Na Filosofia, na Psicologia, na Sociologia e outras áreas, o tema é tratado por variadas fórmulas e métodos3.

No Direito penal, a causalidade encontra-se vinculada ao princípio da materialidade ou exterioridade da ação, pois somente a ação externa está em condições de produzir uma modificação no mundo exterior com qualidade de lesão. A exteriorização da conduta penal é um pressuposto da lesividade ou danosidade do resultado, que, por sua vez, caracteriza-se por um outro fato externo distinto da conduta4.

Portanto, em princípio, só é possível falar em causalidade na área penal nos chamados delitos de resultado material ou externo, apuráveis no mundo real, e que sejam abrangidos pelo tipo.

Objetivo
Estenda o trecho sobre causalidade no Direito penal, começando logo depois da última frase. As linhas vêm de outra fonte, sem ligação com o trecho.

Linhas
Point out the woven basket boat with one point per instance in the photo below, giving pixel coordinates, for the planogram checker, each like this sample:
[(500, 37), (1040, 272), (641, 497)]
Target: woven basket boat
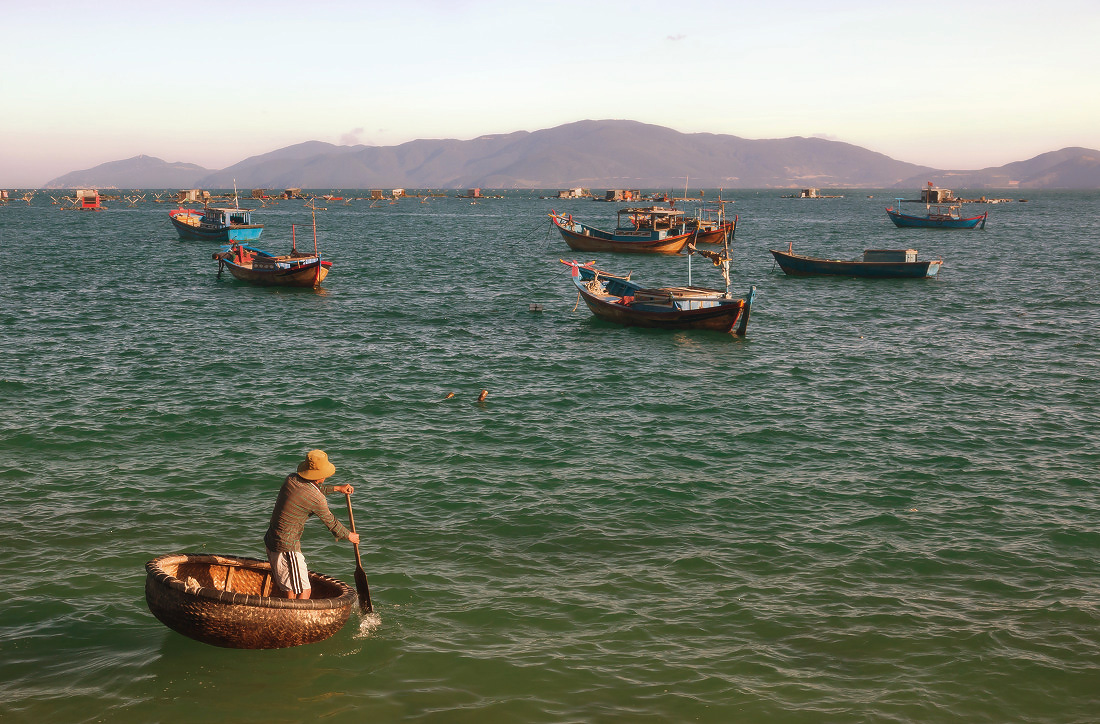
[(226, 601)]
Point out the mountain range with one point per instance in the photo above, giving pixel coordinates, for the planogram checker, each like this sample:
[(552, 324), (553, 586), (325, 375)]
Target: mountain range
[(591, 154)]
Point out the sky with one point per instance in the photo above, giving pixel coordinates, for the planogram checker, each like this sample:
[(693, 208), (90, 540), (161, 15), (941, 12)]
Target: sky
[(963, 85)]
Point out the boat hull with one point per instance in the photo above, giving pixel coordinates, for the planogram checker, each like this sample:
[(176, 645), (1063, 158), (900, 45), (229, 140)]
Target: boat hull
[(306, 275), (265, 270), (224, 601), (689, 308), (580, 237), (908, 221), (799, 265)]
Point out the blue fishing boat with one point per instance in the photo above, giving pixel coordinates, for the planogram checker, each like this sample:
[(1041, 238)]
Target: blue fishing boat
[(646, 230), (877, 263), (937, 216), (216, 223), (257, 266)]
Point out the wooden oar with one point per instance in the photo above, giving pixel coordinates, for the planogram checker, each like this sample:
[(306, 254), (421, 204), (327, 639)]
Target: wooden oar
[(361, 587)]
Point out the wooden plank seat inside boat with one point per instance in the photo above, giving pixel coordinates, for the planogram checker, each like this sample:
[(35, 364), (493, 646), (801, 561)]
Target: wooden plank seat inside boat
[(229, 577), (226, 601)]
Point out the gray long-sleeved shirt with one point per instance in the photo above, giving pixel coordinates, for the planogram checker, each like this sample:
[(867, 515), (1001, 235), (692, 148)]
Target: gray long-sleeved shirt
[(297, 500)]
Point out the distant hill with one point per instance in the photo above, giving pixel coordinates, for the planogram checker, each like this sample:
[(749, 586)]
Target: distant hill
[(602, 154), (593, 154), (140, 172), (1067, 168)]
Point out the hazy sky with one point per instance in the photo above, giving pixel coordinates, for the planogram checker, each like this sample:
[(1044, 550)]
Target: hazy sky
[(972, 85)]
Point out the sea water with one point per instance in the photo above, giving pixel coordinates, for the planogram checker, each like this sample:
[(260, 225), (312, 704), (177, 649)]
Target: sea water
[(879, 506)]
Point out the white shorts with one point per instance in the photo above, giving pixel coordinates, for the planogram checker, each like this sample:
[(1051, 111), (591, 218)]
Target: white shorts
[(288, 570)]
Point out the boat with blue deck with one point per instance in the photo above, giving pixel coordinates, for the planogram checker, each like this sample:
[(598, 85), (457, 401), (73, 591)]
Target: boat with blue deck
[(877, 263), (936, 216), (216, 223), (257, 266), (646, 230)]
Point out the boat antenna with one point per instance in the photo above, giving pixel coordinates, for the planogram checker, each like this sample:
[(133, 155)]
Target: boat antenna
[(317, 282), (725, 254)]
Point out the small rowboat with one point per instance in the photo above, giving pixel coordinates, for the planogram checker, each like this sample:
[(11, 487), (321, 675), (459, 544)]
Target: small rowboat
[(226, 601)]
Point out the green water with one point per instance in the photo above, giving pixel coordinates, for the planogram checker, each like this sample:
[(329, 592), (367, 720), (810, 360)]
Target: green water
[(879, 506)]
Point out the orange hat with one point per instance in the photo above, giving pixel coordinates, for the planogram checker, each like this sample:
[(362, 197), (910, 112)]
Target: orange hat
[(316, 465)]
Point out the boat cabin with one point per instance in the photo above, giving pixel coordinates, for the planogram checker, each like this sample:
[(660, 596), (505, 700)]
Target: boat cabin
[(906, 255), (87, 199), (651, 218), (221, 218), (935, 195)]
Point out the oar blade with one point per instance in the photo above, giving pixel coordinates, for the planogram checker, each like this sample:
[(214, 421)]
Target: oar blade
[(363, 590)]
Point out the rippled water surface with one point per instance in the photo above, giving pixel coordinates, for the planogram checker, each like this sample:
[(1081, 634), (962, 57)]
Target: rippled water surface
[(879, 506)]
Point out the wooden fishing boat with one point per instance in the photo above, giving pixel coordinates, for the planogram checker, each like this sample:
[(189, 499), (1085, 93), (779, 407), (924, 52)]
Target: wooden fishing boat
[(257, 266), (216, 223), (645, 230), (936, 216), (877, 263), (226, 601), (620, 300)]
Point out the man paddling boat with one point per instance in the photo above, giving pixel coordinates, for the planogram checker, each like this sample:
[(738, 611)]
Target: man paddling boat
[(301, 495)]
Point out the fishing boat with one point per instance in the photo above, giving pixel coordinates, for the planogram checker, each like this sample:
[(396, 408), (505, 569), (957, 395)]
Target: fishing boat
[(622, 300), (711, 226), (257, 266), (226, 601), (937, 216), (645, 230), (877, 263), (618, 299), (216, 223)]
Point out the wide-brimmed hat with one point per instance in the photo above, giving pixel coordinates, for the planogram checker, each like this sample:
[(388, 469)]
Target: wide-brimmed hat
[(316, 465)]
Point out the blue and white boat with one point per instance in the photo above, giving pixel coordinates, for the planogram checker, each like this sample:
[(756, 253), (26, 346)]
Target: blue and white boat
[(936, 216), (877, 263), (216, 223)]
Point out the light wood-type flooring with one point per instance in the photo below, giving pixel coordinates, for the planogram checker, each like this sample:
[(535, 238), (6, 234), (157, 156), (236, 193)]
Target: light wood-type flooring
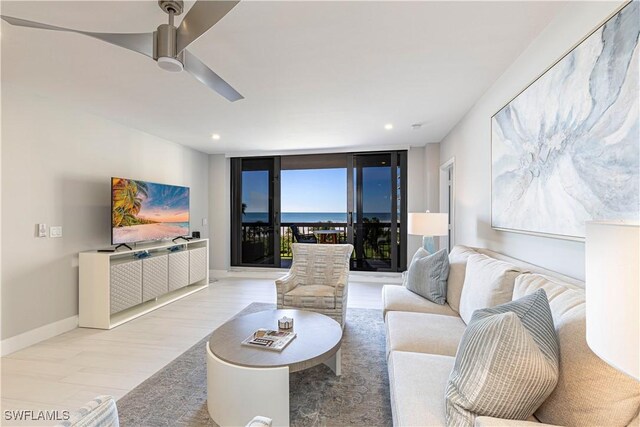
[(65, 372)]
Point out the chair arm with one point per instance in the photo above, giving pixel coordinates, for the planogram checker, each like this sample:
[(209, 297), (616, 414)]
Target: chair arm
[(341, 285), (285, 283), (501, 422)]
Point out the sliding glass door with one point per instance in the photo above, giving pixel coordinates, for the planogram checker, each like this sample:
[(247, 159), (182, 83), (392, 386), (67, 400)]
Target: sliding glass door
[(378, 209), (328, 198), (255, 212)]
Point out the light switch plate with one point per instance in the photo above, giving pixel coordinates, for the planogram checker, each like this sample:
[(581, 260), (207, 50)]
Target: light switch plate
[(55, 231)]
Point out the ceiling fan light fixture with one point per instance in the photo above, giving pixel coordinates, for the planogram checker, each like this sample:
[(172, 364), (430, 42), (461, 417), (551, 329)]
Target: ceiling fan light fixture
[(170, 64)]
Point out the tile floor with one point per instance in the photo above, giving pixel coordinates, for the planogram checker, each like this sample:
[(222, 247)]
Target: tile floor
[(66, 371)]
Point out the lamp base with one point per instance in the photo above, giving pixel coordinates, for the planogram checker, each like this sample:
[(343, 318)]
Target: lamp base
[(429, 244)]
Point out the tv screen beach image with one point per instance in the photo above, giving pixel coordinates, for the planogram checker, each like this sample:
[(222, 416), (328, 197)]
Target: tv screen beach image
[(143, 210)]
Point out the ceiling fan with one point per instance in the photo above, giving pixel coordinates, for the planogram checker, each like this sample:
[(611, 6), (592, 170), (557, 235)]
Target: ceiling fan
[(167, 45)]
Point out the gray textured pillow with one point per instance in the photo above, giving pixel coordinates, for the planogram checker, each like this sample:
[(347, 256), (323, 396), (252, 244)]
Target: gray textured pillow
[(506, 364), (428, 274)]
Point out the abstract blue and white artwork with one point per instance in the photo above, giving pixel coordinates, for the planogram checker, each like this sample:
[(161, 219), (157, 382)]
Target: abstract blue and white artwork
[(567, 149)]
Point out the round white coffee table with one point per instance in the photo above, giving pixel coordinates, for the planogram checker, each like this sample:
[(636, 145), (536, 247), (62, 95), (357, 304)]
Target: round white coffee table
[(243, 382)]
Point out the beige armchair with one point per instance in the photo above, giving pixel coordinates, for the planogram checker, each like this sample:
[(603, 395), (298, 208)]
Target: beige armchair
[(317, 280)]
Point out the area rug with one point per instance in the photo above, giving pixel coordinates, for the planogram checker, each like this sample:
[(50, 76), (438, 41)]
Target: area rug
[(177, 394)]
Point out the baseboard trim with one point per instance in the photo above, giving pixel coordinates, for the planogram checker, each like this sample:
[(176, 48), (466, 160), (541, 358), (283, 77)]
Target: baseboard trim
[(34, 336)]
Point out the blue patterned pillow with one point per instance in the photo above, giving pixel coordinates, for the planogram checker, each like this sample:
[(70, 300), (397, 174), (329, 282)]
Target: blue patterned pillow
[(427, 275), (507, 362)]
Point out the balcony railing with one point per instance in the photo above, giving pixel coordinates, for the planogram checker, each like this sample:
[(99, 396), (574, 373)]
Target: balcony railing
[(375, 241)]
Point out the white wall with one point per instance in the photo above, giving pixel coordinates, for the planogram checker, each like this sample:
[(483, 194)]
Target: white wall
[(422, 186), (220, 212), (56, 165), (470, 143), (416, 192)]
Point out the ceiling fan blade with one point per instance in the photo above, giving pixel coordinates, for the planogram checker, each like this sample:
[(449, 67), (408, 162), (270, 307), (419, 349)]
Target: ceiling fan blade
[(203, 73), (140, 42), (203, 15)]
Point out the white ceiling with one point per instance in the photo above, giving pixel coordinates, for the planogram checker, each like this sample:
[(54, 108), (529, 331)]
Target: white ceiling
[(315, 75)]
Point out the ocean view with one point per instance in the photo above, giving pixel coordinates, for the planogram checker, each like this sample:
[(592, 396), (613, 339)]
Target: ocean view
[(303, 217)]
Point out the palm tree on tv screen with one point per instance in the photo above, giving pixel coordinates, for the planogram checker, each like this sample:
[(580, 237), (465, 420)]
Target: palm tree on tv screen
[(127, 201)]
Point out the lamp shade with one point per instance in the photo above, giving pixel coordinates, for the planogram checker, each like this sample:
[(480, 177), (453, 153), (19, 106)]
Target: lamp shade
[(612, 276), (428, 224)]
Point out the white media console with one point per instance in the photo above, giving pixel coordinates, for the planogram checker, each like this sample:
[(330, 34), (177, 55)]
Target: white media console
[(116, 287)]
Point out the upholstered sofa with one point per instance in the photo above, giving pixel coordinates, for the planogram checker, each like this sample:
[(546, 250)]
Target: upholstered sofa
[(422, 339)]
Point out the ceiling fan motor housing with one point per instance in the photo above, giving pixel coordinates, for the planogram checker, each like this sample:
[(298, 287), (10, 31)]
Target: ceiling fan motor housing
[(164, 48)]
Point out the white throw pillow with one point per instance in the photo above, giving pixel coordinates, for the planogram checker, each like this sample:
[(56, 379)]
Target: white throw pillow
[(487, 282)]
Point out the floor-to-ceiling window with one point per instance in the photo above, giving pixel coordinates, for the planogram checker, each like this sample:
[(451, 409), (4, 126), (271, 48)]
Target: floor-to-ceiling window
[(357, 198)]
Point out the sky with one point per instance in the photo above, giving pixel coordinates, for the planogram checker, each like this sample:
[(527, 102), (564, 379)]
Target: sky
[(317, 190)]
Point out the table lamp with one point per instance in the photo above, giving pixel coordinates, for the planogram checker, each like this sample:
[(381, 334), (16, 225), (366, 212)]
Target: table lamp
[(612, 282), (427, 225)]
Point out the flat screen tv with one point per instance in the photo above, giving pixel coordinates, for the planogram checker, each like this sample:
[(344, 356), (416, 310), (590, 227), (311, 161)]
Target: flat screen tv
[(144, 211)]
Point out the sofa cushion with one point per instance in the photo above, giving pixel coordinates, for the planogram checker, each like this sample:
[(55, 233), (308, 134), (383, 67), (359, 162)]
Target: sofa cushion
[(311, 296), (506, 364), (457, 267), (589, 392), (428, 274), (416, 382), (399, 298), (423, 333), (501, 422), (487, 283)]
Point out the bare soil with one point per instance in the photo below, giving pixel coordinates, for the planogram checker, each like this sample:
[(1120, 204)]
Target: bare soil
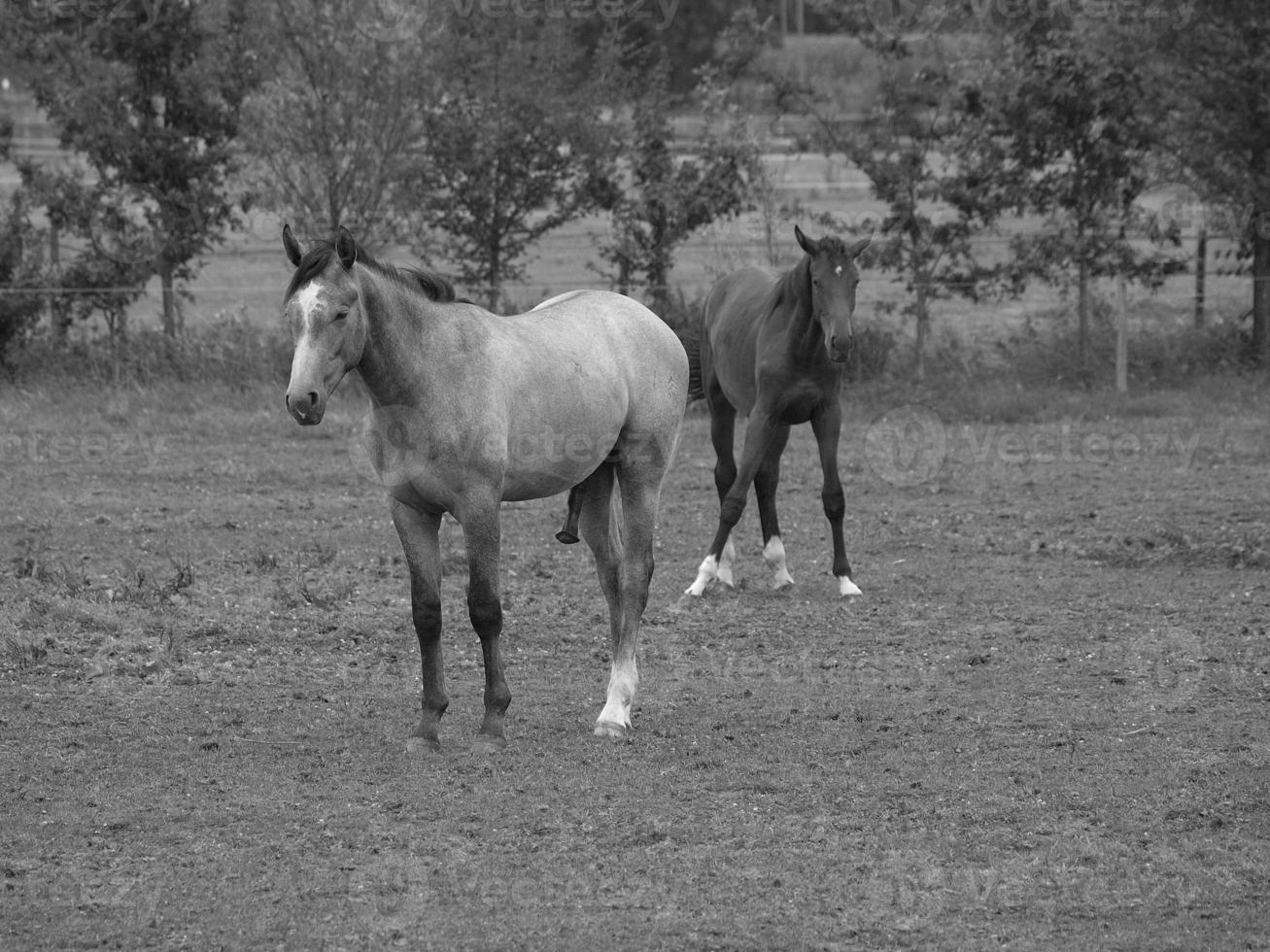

Resultado
Adianta-se, desde logo, que no Direito penal, para a investigação da causalidade natural nos delitos com resultado, não se exige das outras ciências mais do que conhecimentos básicos das Leis de Newton.

Por isso, a preocupação maior sobre o assunto deve estar voltada ao estudo das teorias da causalidade jurídico-penal, cuja tarefa é estabelecer um elo de sentido entre a ação do autor e o resultado típico produzido por ela. As teorias causais jurídico-penais suscitam a pergunta de quando a conexão entre a ação e o resultado é daquelas sobre as quais se pode fundar a responsabilidade penal do autor5.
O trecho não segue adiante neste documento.